INSTRUCTION: Reproduce every one of the rows below word for word, with no changes.

* Begin DATASET CONTENT *

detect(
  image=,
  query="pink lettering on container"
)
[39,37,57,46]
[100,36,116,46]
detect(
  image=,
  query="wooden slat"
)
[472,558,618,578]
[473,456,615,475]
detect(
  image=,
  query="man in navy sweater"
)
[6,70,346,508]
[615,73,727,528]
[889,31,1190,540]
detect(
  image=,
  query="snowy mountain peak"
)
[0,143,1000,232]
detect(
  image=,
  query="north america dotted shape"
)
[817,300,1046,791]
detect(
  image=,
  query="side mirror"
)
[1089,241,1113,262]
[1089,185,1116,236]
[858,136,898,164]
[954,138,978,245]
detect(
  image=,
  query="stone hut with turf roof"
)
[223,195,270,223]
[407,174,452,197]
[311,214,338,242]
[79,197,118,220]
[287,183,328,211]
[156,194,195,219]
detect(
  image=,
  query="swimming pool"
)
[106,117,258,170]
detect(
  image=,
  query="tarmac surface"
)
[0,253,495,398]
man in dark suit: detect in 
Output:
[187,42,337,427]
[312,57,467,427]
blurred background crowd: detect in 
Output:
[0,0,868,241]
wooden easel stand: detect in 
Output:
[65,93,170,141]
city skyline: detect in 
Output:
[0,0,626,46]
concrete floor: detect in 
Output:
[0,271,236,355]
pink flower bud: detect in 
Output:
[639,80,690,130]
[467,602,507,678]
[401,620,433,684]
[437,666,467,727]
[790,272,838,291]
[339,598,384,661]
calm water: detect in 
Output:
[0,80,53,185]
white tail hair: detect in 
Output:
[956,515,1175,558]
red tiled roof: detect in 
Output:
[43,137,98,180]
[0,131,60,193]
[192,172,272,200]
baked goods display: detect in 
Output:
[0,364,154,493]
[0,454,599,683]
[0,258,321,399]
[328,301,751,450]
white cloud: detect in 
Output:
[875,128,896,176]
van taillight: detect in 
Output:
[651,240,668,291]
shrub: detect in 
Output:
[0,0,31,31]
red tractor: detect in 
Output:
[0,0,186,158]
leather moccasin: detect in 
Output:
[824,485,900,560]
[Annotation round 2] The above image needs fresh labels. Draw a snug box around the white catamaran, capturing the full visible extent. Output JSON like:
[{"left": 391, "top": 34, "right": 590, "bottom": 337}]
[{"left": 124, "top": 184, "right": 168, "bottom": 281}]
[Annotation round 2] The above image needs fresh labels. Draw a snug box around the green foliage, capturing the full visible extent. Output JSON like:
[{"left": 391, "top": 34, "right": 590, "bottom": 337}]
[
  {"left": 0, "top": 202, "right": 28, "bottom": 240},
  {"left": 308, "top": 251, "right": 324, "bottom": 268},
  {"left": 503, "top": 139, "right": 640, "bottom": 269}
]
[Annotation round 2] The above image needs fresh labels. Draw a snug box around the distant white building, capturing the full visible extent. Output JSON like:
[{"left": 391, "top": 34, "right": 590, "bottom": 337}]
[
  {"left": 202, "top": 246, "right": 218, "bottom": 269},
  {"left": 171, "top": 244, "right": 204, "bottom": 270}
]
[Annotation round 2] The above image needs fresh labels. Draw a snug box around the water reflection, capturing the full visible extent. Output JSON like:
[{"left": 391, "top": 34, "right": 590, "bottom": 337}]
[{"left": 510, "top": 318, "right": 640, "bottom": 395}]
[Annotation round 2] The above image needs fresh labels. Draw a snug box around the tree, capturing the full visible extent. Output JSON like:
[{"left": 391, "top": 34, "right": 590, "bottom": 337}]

* End DATASET CONTENT *

OUTPUT BELOW:
detect(
  image=,
  query="pink lettering on container"
)
[39,37,57,46]
[100,36,116,46]
detect(
  image=,
  query="wooden slat"
)
[472,558,618,578]
[473,456,615,475]
detect(
  image=,
  query="man in navy sweater"
)
[6,70,346,508]
[615,73,727,528]
[889,31,1190,540]
detect(
  image=,
  query="snowy mountain peak"
)
[0,143,1000,232]
detect(
  image=,
  query="north america dotted shape"
)
[817,300,1046,791]
detect(
  image=,
  query="side mirror"
)
[1089,241,1113,262]
[1089,185,1116,236]
[858,136,898,164]
[954,138,978,245]
detect(
  image=,
  query="stone hut with turf roof"
)
[223,195,270,223]
[407,174,452,197]
[311,214,338,242]
[79,197,118,220]
[287,183,328,211]
[156,194,195,219]
detect(
  image=,
  query="swimming pool"
)
[106,117,258,170]
detect(
  image=,
  query="tarmac surface"
)
[0,253,495,398]
man in dark suit: detect in 
Output:
[187,42,337,427]
[312,57,467,427]
blurred background crowd: detect in 
Output:
[0,0,868,241]
wooden easel stand: detect in 
Output:
[65,93,170,141]
city skyline: detect in 
Output:
[0,0,626,46]
concrete floor: detect in 
Output:
[0,271,236,355]
pink flower bud: detect in 
Output:
[639,80,690,130]
[467,602,507,678]
[401,620,433,684]
[437,666,467,727]
[790,272,838,291]
[339,598,384,661]
calm water: detect in 
Output:
[0,80,53,185]
white tail hair: detect in 
Output:
[956,515,1175,558]
red tiled roof: detect in 
Output:
[43,137,98,180]
[0,131,60,193]
[192,172,272,200]
baked goods display: detect in 
Output:
[0,364,154,493]
[0,454,599,683]
[0,258,321,399]
[328,301,751,450]
white cloud: detect in 
Output:
[875,128,896,176]
van taillight: detect in 
Output:
[651,240,668,291]
shrub: detect in 
Output:
[0,0,31,31]
red tractor: detect in 
Output:
[0,0,186,158]
leather moccasin: detect in 
Output:
[824,485,900,560]
[Annotation round 2] The above image needs fresh labels. Draw a snug box around the white catamaran, capturing the full visible extent. Output JSON like:
[{"left": 391, "top": 34, "right": 590, "bottom": 337}]
[{"left": 124, "top": 184, "right": 168, "bottom": 281}]
[Annotation round 2] The above image needs fresh labels. Draw a snug box around the green foliage, capturing the full visible extent. Output JSON like:
[{"left": 391, "top": 34, "right": 590, "bottom": 337}]
[
  {"left": 0, "top": 202, "right": 28, "bottom": 240},
  {"left": 308, "top": 251, "right": 324, "bottom": 268},
  {"left": 503, "top": 139, "right": 640, "bottom": 269}
]
[Annotation round 2] The above image needs fresh labels. Draw a snug box around the distant white building, capturing the full visible extent. Output JSON like:
[{"left": 391, "top": 34, "right": 590, "bottom": 337}]
[
  {"left": 202, "top": 246, "right": 218, "bottom": 269},
  {"left": 171, "top": 244, "right": 204, "bottom": 270}
]
[Annotation round 2] The above image needs fresh labels. Draw a snug box around the water reflection, capturing the full visible extent. Output JSON like:
[{"left": 391, "top": 34, "right": 590, "bottom": 337}]
[{"left": 510, "top": 318, "right": 640, "bottom": 395}]
[Annotation round 2] The above image needs fresh labels. Draw a snug box around the tree, capturing the full visible extent. Output JSON like:
[{"left": 391, "top": 34, "right": 590, "bottom": 337}]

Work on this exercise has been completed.